Task instructions ▸ Copy out the material below, replacing "report the location" with "give the position" everywhere and leaving everything else untouched.

[Dataset records]
──────────────────────────────

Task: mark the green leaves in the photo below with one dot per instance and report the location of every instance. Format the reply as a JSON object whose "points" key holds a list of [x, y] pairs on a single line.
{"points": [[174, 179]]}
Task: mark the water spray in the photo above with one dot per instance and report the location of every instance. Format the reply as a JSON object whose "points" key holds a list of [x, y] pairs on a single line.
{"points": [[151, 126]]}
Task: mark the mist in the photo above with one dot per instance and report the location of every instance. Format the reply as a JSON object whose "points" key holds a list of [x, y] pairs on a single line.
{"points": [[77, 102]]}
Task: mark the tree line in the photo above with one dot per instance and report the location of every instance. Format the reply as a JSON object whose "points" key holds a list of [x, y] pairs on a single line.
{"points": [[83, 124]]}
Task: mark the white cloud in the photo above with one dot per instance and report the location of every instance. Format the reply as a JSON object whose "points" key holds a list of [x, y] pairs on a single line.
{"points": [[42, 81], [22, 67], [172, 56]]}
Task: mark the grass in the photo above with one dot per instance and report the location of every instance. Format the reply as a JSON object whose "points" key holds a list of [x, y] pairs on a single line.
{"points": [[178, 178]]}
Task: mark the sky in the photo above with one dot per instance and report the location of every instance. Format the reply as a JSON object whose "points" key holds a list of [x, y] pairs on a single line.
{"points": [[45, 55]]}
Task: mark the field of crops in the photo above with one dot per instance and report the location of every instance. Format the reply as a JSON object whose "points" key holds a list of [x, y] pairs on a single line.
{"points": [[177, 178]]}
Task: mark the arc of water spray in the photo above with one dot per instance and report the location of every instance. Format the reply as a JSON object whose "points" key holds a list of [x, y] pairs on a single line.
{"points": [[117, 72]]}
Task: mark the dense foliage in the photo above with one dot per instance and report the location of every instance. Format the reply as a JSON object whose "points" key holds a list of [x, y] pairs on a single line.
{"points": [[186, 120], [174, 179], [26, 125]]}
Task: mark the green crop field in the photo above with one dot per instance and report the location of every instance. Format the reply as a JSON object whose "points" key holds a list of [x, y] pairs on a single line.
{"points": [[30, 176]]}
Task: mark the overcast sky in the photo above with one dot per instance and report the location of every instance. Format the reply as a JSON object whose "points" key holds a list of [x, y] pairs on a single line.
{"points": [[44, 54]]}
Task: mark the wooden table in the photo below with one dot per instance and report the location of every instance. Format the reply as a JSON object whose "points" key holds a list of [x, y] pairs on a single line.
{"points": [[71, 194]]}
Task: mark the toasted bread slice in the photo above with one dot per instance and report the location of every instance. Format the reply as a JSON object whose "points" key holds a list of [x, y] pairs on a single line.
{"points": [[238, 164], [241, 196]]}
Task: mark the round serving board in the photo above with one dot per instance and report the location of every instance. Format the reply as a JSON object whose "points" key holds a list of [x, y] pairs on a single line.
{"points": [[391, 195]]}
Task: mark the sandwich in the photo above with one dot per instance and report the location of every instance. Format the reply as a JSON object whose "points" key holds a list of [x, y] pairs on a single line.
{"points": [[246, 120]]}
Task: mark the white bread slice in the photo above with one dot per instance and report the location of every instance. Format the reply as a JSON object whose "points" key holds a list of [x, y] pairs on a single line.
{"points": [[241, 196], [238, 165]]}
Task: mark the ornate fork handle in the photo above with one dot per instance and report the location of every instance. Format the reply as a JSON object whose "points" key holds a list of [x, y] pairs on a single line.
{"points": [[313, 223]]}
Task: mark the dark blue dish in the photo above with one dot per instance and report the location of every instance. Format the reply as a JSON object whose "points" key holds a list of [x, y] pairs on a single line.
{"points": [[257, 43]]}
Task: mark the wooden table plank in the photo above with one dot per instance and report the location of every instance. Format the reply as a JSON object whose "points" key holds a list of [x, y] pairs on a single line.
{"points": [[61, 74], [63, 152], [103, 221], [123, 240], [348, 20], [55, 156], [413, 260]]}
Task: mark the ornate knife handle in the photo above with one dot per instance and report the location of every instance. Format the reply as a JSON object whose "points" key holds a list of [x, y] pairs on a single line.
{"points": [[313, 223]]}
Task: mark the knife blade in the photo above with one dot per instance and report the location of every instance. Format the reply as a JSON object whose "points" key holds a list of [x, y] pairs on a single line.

──────────────────────────────

Result of this exercise ▸
Task: mark the green leaves in the photo below with one dot per instance and give the position of every instance. Format the reply as a JSON object whose "points" key holds a list of [x, y] pairs on a single line.
{"points": [[174, 179]]}
Task: mark the water spray in the photo above with one dot per instance and give the position of every instance. Format the reply as a JSON object whose "points" key holds a list of [x, y] pairs on a single line.
{"points": [[151, 126]]}
Task: mark the mist in the photo above with one dot per instance and give the position of every instance. Format the reply as a JSON object whose "points" key holds a list of [x, y] pairs on a single line.
{"points": [[77, 102]]}
Task: mark the tree line in the photo above with one dot per instance and give the position of every instance. Format the reply as a JSON object whose "points" key holds a list of [x, y] pairs on a single line.
{"points": [[83, 124]]}
Task: mark the white cloud in the photo above with one dot per instance and give the position of every instance. Format the reply as a JSON object whose "points" key holds a list of [x, y] pairs on a single line.
{"points": [[42, 81], [22, 67], [172, 56]]}
Task: mark the grass in the photo above with one dot per instance and give the position of every instance. Format the reply as a JSON object whose "points" key holds a list of [x, y] pairs on a single line.
{"points": [[178, 178]]}
Task: mark the sky in the photo above with one dot per instance and give the position of every instance. Format the reply as a JSON object whose "points" key holds a list of [x, y] pairs on a single line.
{"points": [[45, 55]]}
Task: mark the field of crops in the photo above with one dot per instance and give the position of every instance. Format the reply as a JSON object whose "points" key holds a list of [x, y] pairs on a single line.
{"points": [[177, 178]]}
Task: mark the arc of water spray in the photo above with one dot per instance and give the position of every instance. Format the reply as a JSON object whose "points" key holds a list of [x, y] pairs on a single line.
{"points": [[117, 72]]}
Task: mark the dense foliage in the photo above with one dot per instance and give the position of every instance. Format the reply as a JSON object whose "points" key holds a list of [x, y] pairs on a single line.
{"points": [[186, 120], [174, 179], [26, 125]]}
Task: mark the green crop field in the photo above with one dot per instance and give the position of every instance. Format the reply as a JSON object whose "points" key holds a list of [x, y] pairs on a single line.
{"points": [[30, 176]]}
Task: mark the overcast sky in the photo above with one dot per instance and give the position of every instance. Format the reply as a JSON object whose "points" key holds a list of [x, y] pairs on a single line.
{"points": [[44, 54]]}
Task: mark the wooden table in the photo below with one dot per instance and give the position of every instance. Format the reply as a JSON object whose "points" key holds a list of [x, y] pairs on a single line.
{"points": [[71, 194]]}
Task: mark the toasted bread slice in the photo above with one dot per instance and give the position of every instance. Format the reply as a JSON object whose "points" key holds a list of [x, y] pairs on a single line.
{"points": [[238, 164], [241, 196]]}
Task: mark the round serving board in the photo above with one dot per instance and give the position of every instance. Format the reply as a JSON object whose "points" key holds a list of [x, y] pairs on a single line.
{"points": [[391, 195]]}
Task: mark the sandwich in the photo above with one dot per instance and give the position of every instance. Format the reply as a JSON object whose "points" key holds a list of [x, y] pairs on a single line.
{"points": [[246, 120]]}
Task: mark the white bread slice in the photo above with one dot per instance and give the position of every instance. Format the reply as a JSON object whose "points" key holds a list of [x, y] pairs on a single line.
{"points": [[241, 196], [238, 165]]}
Task: mark the ornate fork handle in the photo above with one dot per instance and give the position of every instance. Format the reply as a JSON object whose "points" key holds a list of [x, y] pairs on a single line.
{"points": [[313, 223]]}
Task: mark the dark blue dish in the photo above with one dot per instance and give the position of every instance. Format the reply as a JSON object whose "points" key holds a list of [x, y] pairs on a single line.
{"points": [[257, 43]]}
Task: mark the wooden table plank in the photo above with one dot per instance and give the position of every instance. Format the reply as a JSON object whose "points" key holds a list of [x, y] pairs on a single line.
{"points": [[61, 74], [63, 152], [103, 221], [123, 240], [348, 20], [55, 156], [413, 260]]}
Task: mark the ornate knife handle in the photo above with one dot per instance and give the position of every instance. Format the reply as a JSON object whose "points" key holds a list of [x, y] pairs on a single line.
{"points": [[313, 223]]}
Task: mark the knife blade in the photo above with one dot per instance and give the position of every instance. Format the reply as a JSON object whose "points" key holds a list of [x, y] pairs on a single line.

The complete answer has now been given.